Exercise aim: Render every line of the listing below as a JSON list of strings, one string per line, and omit any blank lines.

Dataset listing:

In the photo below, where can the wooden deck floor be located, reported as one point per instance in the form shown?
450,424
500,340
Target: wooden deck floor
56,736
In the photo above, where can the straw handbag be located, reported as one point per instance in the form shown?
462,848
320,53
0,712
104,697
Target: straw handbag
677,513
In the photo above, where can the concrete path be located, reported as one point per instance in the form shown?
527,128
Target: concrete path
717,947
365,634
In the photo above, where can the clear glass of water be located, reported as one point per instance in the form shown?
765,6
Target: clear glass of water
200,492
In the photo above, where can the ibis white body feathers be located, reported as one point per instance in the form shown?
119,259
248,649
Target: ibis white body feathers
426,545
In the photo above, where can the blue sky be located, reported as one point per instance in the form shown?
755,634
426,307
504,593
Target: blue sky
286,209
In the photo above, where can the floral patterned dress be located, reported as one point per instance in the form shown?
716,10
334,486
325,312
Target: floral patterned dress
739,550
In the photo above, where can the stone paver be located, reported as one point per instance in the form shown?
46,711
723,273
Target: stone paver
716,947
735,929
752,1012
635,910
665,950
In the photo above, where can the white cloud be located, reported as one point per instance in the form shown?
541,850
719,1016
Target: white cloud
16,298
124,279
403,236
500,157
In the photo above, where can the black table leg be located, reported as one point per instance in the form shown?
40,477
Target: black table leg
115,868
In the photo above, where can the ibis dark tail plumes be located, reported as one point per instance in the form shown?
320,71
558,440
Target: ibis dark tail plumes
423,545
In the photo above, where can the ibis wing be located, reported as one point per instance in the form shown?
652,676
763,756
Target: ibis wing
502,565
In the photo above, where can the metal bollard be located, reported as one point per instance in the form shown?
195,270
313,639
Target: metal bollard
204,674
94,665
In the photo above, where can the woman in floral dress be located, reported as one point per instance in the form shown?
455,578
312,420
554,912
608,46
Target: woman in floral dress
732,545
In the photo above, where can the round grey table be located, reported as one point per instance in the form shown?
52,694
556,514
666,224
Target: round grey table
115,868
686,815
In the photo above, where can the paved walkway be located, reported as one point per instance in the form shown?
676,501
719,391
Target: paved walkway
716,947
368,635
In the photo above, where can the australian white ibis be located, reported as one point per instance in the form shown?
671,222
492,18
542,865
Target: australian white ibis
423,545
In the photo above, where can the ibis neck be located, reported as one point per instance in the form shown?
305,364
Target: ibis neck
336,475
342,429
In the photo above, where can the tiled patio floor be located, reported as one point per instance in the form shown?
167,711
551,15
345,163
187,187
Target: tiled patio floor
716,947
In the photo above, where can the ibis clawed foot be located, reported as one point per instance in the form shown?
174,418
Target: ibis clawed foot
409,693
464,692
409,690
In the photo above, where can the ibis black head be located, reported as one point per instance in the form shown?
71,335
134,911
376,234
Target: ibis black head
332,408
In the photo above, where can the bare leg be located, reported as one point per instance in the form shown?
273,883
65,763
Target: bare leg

Result for this exercise:
[
  "In the photo below, where can the wooden deck floor be located, reported as one point per instance in the form shown?",
  "450,424",
  "500,340",
  "Target: wooden deck floor",
  "56,736",
  "In the photo above, where can the straw handbag be located, reported as one point per instance in the form shown?",
  "462,848",
  "320,53",
  "0,712",
  "104,697",
  "Target: straw handbag",
  "677,513",
  "In the photo above, where can the concrete path be located, reported as one point per instance in the form shown?",
  "527,128",
  "Target: concrete path",
  "717,947",
  "365,634",
  "In the photo above, where can the clear glass of water be located, reported as one point per instance in the form shown?",
  "765,6",
  "Target: clear glass of water",
  "200,492",
  "In the photo above, where can the ibis white body feathers be located, reported as one point per instance in the form shown?",
  "119,259",
  "248,649",
  "Target: ibis white body feathers",
  "426,545",
  "In the photo above, where can the blue sky be located, reported as one point per instance in the form shown?",
  "755,634",
  "426,307",
  "504,593",
  "Target: blue sky",
  "286,209",
  "In the photo above, where can the floral patterned dress be located, reported as one point per instance in the form shown?",
  "716,10",
  "334,486",
  "325,312",
  "Target: floral patterned dress",
  "739,550",
  "In the photo above, where can the stone paver be located, reported as one point per instance in the form shown?",
  "46,711",
  "723,273",
  "Target: stone paver",
  "716,947",
  "735,929",
  "752,1012",
  "635,910",
  "665,950",
  "In the photo above, where can the white cloud be located, reported as one point per instance in the form shown?",
  "541,850",
  "719,1016",
  "Target: white cloud",
  "16,298",
  "124,279",
  "403,236",
  "500,157",
  "In the photo above, where can the black table leg be located, reported as one point per instance in the form shown?",
  "40,477",
  "Target: black table leg",
  "115,868",
  "In the photo above, where can the ibis dark tail plumes be located, reported as one point per instance in the form shown?",
  "320,71",
  "558,440",
  "Target: ibis dark tail plumes",
  "423,545",
  "In the photo above, where can the ibis wing be located, reported as one point per instance in the form shown?",
  "652,676",
  "763,756",
  "Target: ibis wing",
  "502,565",
  "In the photo above, where can the metal bollard be located, reported as one point per instance in the form shown?",
  "195,270",
  "313,639",
  "Target: metal bollard",
  "204,674",
  "94,665",
  "In the photo above, where can the woman in floral dress be located, reported as one point per instance in the form shown?",
  "455,578",
  "312,420",
  "554,912",
  "608,46",
  "Target: woman in floral dress",
  "732,545",
  "In the photo above, where can the round grey table be located, reported as one point per instance in the form shown?",
  "52,694",
  "556,514",
  "666,224",
  "Target: round grey table",
  "115,868",
  "686,815",
  "In the photo above, where can the paved walkway be located, reported as one point per instance in the form shown?",
  "676,501",
  "719,391",
  "Target: paved walkway",
  "716,947",
  "368,635",
  "In the photo above, where can the australian white ibis be located, reported as one point per instance in the form shown?",
  "671,222",
  "492,18",
  "542,865",
  "Target: australian white ibis",
  "423,545",
  "In the photo above, where can the ibis neck be located, reported as one point per instance in the form shown?",
  "305,364",
  "Target: ibis neck",
  "336,475",
  "342,429",
  "In the photo above, where can the tiled patio floor be located, reported as one point per instance in the form shown?",
  "167,711",
  "551,15",
  "345,163",
  "187,187",
  "Target: tiled patio floor",
  "716,947",
  "In the photo above, where can the ibis clawed foot be located, reported as one point per instance in the form shown?",
  "174,418",
  "Target: ibis clawed foot",
  "409,693",
  "464,692",
  "409,690",
  "In the photo above, where can the ibis black head be located, reported as one point per instance in the form shown?",
  "71,335",
  "134,911",
  "376,234",
  "Target: ibis black head",
  "332,408",
  "In the photo above, where can the bare leg be located, reported as one point per instance in the form shown?",
  "273,883",
  "65,763",
  "Target: bare leg"
]